> Records provided:
┌────────

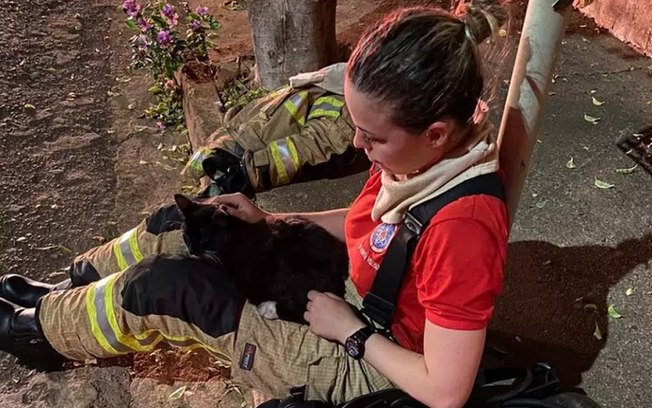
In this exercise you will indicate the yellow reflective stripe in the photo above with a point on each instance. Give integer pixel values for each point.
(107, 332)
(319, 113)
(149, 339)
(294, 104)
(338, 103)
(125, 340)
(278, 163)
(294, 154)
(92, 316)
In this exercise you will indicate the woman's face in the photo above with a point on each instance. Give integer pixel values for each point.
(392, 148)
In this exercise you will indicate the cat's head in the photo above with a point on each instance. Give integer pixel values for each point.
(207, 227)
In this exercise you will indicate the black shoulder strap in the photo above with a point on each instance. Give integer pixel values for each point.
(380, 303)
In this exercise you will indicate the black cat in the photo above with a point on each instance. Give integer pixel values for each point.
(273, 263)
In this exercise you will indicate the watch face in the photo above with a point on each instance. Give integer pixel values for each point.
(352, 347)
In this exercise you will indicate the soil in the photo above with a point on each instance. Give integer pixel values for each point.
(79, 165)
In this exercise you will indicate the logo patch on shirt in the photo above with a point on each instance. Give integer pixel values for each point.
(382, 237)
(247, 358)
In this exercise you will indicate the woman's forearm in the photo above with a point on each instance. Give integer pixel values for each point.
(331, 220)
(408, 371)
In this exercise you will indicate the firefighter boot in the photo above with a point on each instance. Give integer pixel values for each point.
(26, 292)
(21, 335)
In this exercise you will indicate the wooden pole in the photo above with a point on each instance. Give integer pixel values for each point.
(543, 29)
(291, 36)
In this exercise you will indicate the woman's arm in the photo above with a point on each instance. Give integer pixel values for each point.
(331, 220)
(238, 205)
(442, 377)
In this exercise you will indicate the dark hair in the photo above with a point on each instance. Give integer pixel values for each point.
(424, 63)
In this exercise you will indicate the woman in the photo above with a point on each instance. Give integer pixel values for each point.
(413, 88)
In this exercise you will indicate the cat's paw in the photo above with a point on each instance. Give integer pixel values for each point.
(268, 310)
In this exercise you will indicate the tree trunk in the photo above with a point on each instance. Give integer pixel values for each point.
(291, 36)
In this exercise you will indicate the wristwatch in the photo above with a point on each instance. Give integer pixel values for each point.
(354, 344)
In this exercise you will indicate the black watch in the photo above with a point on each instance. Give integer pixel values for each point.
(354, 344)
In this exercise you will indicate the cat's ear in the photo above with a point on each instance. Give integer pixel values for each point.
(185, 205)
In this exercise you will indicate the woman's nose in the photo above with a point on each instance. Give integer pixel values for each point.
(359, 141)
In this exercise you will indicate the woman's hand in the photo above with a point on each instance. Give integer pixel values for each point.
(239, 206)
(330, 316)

└────────
┌────────

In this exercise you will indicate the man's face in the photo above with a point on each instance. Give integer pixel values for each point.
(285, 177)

└────────

> Task: Which lines of the listing above contain the string "woman"? Return each of them in full, and treat a difference in letter case as a mismatch.

> Complete output:
In this exercise you will indicate the woman's face in the photo above with a point on each instance. Give integer pixel values for each point.
In this exercise you will indicate the woman's forearm in the photo above with a point on each instance. Give integer pixel values for each point.
In this exercise you will indicate the woman's arm in the photo above with a point on each instance. Give integer pixel values for each point.
In this exercise you will indicate the woman in the photo above with a point on each instance. Give integer pixel values for each point.
In this exercise you will indicate the woman's nose in the photo above with a point on each instance. Give integer pixel values for each point.
In this exercise you will indicate the woman's hand in the photo above with a point on each instance. Give integer pixel values for each point.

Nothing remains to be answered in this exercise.